LISTED RECORDS:
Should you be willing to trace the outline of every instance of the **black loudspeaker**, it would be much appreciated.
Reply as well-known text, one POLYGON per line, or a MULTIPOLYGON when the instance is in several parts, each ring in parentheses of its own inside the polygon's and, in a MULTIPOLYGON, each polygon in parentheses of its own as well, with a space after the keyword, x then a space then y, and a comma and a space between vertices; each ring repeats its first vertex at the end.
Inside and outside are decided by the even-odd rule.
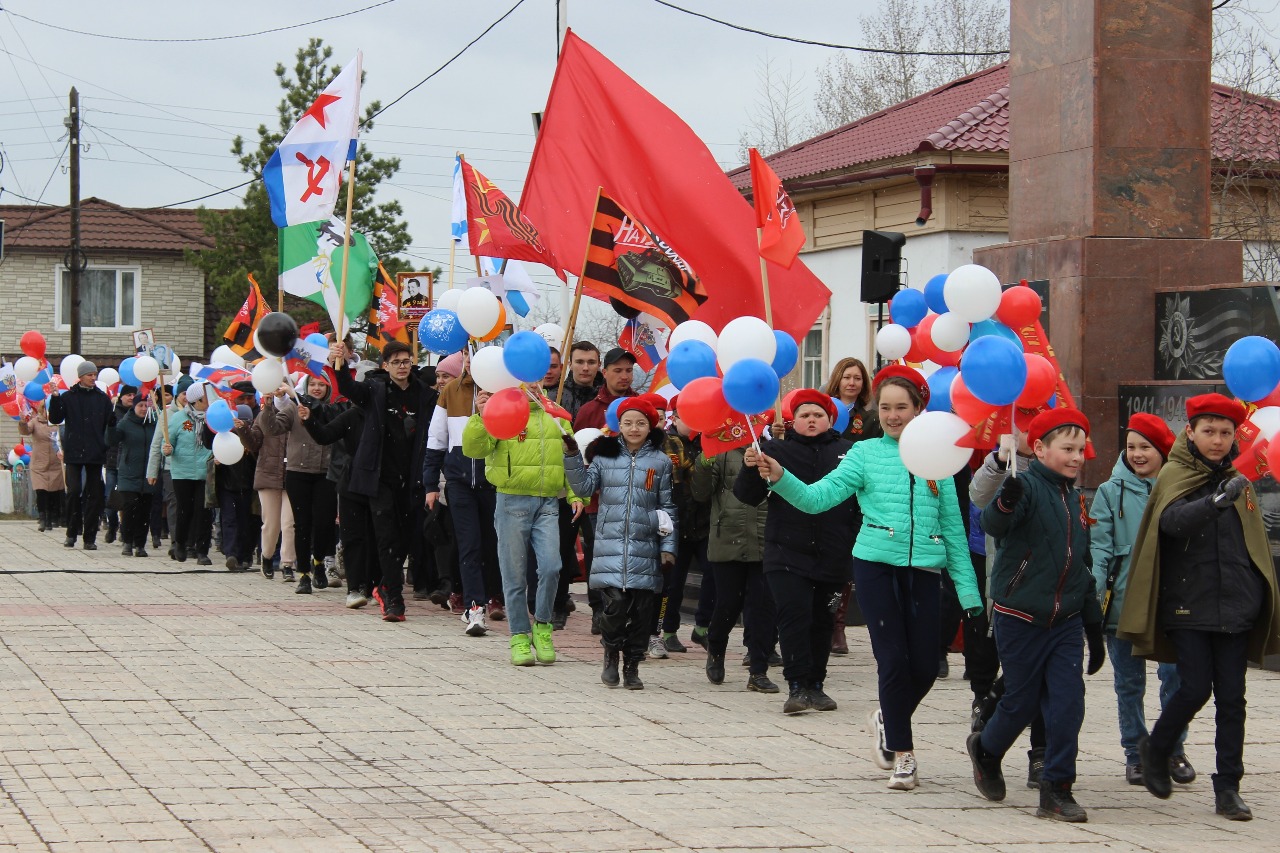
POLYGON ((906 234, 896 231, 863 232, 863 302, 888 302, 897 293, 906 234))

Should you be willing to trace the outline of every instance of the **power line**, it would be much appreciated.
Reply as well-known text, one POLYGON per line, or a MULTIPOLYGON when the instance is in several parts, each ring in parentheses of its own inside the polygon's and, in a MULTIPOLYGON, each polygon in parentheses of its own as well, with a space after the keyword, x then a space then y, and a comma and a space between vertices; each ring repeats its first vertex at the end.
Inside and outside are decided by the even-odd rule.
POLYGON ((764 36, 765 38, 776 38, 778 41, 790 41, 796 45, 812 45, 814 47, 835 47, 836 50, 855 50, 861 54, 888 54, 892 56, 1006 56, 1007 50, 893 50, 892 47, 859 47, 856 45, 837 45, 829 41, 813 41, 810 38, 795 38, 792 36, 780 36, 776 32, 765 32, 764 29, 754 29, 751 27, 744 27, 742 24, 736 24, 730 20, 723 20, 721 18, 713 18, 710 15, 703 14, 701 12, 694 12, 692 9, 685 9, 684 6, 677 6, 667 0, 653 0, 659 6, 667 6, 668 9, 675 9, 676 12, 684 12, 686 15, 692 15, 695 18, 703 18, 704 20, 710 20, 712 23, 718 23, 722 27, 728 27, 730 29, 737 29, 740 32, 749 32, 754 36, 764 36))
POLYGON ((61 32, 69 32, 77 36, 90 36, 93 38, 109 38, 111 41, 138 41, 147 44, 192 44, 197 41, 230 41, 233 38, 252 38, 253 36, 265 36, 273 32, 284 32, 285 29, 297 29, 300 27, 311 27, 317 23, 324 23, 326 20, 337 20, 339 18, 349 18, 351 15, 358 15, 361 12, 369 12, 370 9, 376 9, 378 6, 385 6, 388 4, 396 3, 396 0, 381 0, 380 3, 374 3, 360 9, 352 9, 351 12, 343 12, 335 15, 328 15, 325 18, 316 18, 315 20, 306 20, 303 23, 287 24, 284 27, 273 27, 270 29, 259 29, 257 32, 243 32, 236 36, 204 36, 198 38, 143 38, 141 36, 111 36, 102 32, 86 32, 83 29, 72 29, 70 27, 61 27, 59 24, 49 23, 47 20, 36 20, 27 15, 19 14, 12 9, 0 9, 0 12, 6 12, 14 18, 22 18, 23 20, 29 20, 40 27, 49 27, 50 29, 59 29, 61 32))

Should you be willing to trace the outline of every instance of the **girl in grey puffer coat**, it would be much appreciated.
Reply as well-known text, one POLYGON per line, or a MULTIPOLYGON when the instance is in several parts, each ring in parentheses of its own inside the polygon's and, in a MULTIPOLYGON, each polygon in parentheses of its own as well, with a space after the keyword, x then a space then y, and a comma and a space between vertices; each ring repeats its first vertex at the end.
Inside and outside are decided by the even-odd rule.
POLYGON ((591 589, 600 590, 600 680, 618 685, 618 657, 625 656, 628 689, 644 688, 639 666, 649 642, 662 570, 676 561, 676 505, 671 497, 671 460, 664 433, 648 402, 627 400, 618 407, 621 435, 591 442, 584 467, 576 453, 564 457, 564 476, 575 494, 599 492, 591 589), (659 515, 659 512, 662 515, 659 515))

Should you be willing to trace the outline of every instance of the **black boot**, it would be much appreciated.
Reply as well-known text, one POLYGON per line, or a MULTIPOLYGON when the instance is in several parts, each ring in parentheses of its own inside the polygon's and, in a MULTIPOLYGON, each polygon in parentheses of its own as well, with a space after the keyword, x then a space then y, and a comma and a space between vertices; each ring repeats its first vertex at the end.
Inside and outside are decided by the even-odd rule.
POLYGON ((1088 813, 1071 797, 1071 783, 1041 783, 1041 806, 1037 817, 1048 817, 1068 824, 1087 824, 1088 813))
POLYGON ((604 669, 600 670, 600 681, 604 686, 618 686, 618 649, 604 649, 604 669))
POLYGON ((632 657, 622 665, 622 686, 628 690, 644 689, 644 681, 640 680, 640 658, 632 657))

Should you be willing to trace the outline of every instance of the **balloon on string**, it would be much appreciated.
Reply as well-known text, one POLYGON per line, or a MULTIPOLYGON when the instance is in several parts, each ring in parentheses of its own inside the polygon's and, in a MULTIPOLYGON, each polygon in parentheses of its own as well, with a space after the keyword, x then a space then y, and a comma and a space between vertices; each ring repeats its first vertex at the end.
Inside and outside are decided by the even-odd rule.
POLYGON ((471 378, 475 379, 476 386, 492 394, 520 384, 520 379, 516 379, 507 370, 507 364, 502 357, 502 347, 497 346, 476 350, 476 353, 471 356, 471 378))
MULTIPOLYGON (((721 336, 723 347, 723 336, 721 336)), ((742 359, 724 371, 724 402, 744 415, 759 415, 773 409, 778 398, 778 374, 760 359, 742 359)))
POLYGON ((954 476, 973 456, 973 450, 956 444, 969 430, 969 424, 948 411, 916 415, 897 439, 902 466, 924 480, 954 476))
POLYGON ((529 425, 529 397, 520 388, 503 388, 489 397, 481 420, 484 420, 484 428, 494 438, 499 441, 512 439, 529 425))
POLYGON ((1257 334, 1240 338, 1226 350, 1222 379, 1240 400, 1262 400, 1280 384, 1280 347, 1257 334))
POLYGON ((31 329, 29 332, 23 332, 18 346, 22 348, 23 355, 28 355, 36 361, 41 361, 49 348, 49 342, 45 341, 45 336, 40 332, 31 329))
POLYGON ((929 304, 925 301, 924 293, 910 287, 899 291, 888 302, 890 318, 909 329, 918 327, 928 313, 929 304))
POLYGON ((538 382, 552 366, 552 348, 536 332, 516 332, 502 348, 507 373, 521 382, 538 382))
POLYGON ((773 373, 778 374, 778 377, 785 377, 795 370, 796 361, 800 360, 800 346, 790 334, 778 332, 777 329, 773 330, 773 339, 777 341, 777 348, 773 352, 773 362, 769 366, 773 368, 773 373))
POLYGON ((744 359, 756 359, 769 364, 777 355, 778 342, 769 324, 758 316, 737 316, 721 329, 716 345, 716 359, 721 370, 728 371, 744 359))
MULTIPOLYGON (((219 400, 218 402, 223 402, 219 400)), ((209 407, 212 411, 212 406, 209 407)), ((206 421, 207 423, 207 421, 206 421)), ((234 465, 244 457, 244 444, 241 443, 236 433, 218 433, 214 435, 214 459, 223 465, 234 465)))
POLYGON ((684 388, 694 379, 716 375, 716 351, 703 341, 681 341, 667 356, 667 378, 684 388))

SHORT TASK: Reproduce all of the lines above verbatim, omitting the pictures from your reply.

TASK RESULT:
Should you be willing to trace the outline of every instance of the **black loudspeaker**, it would be much appreciated.
Reply as well-known text, one POLYGON per line, or a MULTIPOLYGON when the instance is in several parts, each ring in parentheses of its own inside the polygon's and, in a MULTIPOLYGON, each polygon in parentheses of its own as well, with a space after the keyword, x then a space then y, and a comma and a space between vertices; each ring repeats its first vertex at the end.
Inside and outside are decided by the even-odd rule.
POLYGON ((906 234, 896 231, 863 232, 863 302, 888 302, 897 293, 906 234))

Should you be willing to trace the outline of every instance of the **power line**, it would be much appreciated.
Reply as well-known text, one POLYGON per line, or a MULTIPOLYGON when the instance is in several parts, each ring in parentheses of its own inside the polygon's and, in a MULTIPOLYGON, each polygon in parentheses of its own as well, with a space after the keyword, x then a space then y, and a comma and a space between vertices; each ring repeats its first vertex at the end.
Inside and outside are decided by the even-odd rule.
POLYGON ((764 36, 765 38, 776 38, 778 41, 790 41, 796 45, 812 45, 814 47, 835 47, 836 50, 855 50, 861 54, 888 54, 892 56, 1006 56, 1007 50, 893 50, 892 47, 859 47, 856 45, 837 45, 829 41, 813 41, 810 38, 795 38, 792 36, 780 36, 776 32, 765 32, 764 29, 754 29, 751 27, 744 27, 742 24, 736 24, 730 20, 723 20, 721 18, 713 18, 710 15, 703 14, 701 12, 694 12, 692 9, 685 9, 684 6, 677 6, 667 0, 653 0, 659 6, 667 6, 668 9, 675 9, 676 12, 684 12, 686 15, 692 15, 695 18, 703 18, 704 20, 710 20, 712 23, 718 23, 722 27, 728 27, 730 29, 737 29, 740 32, 749 32, 754 36, 764 36))
POLYGON ((61 32, 69 32, 77 36, 90 36, 93 38, 109 38, 111 41, 138 41, 147 44, 192 44, 197 41, 230 41, 233 38, 252 38, 253 36, 265 36, 273 32, 284 32, 285 29, 297 29, 300 27, 311 27, 317 23, 324 23, 326 20, 337 20, 339 18, 349 18, 351 15, 358 15, 361 12, 369 12, 370 9, 376 9, 378 6, 385 6, 388 4, 396 3, 396 0, 381 0, 380 3, 374 3, 360 9, 352 9, 351 12, 343 12, 335 15, 328 15, 325 18, 316 18, 315 20, 306 20, 303 23, 287 24, 284 27, 273 27, 270 29, 259 29, 257 32, 243 32, 236 36, 204 36, 198 38, 143 38, 141 36, 111 36, 102 32, 86 32, 83 29, 72 29, 70 27, 61 27, 59 24, 49 23, 47 20, 36 20, 27 15, 19 14, 12 9, 0 9, 0 12, 6 12, 14 18, 22 18, 23 20, 29 20, 40 27, 49 27, 50 29, 59 29, 61 32))

Should you be willing to trace the outline of every instance of the **girl in grey puffer coat**, it would be much appreciated.
Reply as well-known text, one POLYGON per line, or a MULTIPOLYGON when the instance is in several parts, each ring in parentheses of its own inside the polygon's and, in a MULTIPOLYGON, each polygon in parentheses of its own as well, with a space after the keyword, x then a space then y, and a comma and a space between vertices; each ring repeats its first vertex at the end.
Inside and outside are decided by the even-odd rule.
POLYGON ((591 589, 600 590, 600 680, 618 685, 618 657, 625 656, 628 689, 644 688, 639 666, 649 642, 662 570, 676 561, 676 505, 671 497, 671 460, 664 433, 648 402, 627 400, 618 407, 621 435, 591 442, 584 467, 576 453, 564 457, 564 476, 575 494, 599 492, 591 589), (659 515, 659 512, 662 515, 659 515))

Should you be willing to trace the outline of every instance of the **black boot**, it would be much appreciated.
Reply as well-known text, one POLYGON per line, or a MULTIPOLYGON when the instance is in several parts, each ring in parentheses of its own inside the polygon's and, in a MULTIPOLYGON, each polygon in parentheses of its own as well, with a space after the keyword, x then a space then y, and a comma and a space between vertices; each ring repeats its first vertex at the end.
Inside and outside are decided by the even-odd rule.
POLYGON ((1088 813, 1071 797, 1071 783, 1041 783, 1041 806, 1037 817, 1048 817, 1068 824, 1087 824, 1088 813))
POLYGON ((604 669, 600 670, 600 681, 604 686, 618 686, 618 649, 604 649, 604 669))
POLYGON ((632 657, 622 665, 622 686, 628 690, 644 689, 644 681, 640 680, 640 658, 632 657))

Should you be willing to trace the outline of every instance of the **balloon on string**, it would be much appreciated.
Reply as well-known text, one POLYGON per line, or a MULTIPOLYGON when the instance is in several parts, each ring in parentheses of its own inside the polygon's and, in a MULTIPOLYGON, each polygon in parentheses of its own as well, with a space after the keyword, x then a space then y, and a comma and a space between vertices; each ring repeats its first vertex at the end.
Inside and outside are decided by the even-odd rule.
POLYGON ((471 378, 475 379, 476 386, 492 394, 520 384, 520 379, 516 379, 507 370, 507 364, 502 357, 502 347, 497 346, 476 350, 476 353, 471 356, 471 378))
MULTIPOLYGON (((721 336, 723 347, 723 336, 721 336)), ((742 359, 724 371, 724 402, 744 415, 759 415, 773 409, 778 398, 778 374, 760 359, 742 359)))
POLYGON ((954 476, 973 456, 973 450, 956 444, 969 430, 969 424, 948 411, 916 415, 897 439, 902 466, 924 480, 954 476))
POLYGON ((529 425, 529 397, 520 388, 503 388, 489 397, 481 420, 484 420, 484 428, 494 438, 499 441, 512 439, 529 425))
POLYGON ((1257 334, 1240 338, 1226 350, 1222 379, 1240 400, 1262 400, 1280 384, 1280 347, 1257 334))
POLYGON ((31 329, 29 332, 23 332, 18 346, 22 348, 23 355, 28 355, 36 361, 41 361, 49 348, 49 342, 45 341, 45 336, 40 332, 31 329))
POLYGON ((929 304, 925 301, 924 293, 910 287, 899 291, 888 302, 890 318, 909 329, 918 327, 928 313, 929 304))
POLYGON ((538 382, 552 366, 552 348, 536 332, 516 332, 502 348, 507 373, 521 382, 538 382))
POLYGON ((773 373, 778 374, 778 377, 785 377, 795 370, 796 361, 800 360, 800 346, 790 334, 778 332, 777 329, 773 330, 773 339, 777 341, 777 348, 773 352, 773 362, 769 366, 773 368, 773 373))
POLYGON ((744 359, 756 359, 769 364, 777 355, 778 342, 769 324, 758 316, 737 316, 721 329, 716 345, 716 359, 721 370, 728 371, 744 359))
MULTIPOLYGON (((219 400, 218 402, 223 402, 219 400)), ((209 407, 212 411, 212 406, 209 407)), ((206 421, 207 423, 207 421, 206 421)), ((234 465, 244 457, 244 444, 241 443, 236 433, 218 433, 214 435, 214 459, 223 465, 234 465)))
POLYGON ((684 388, 694 379, 716 375, 716 351, 703 341, 681 341, 667 356, 667 378, 684 388))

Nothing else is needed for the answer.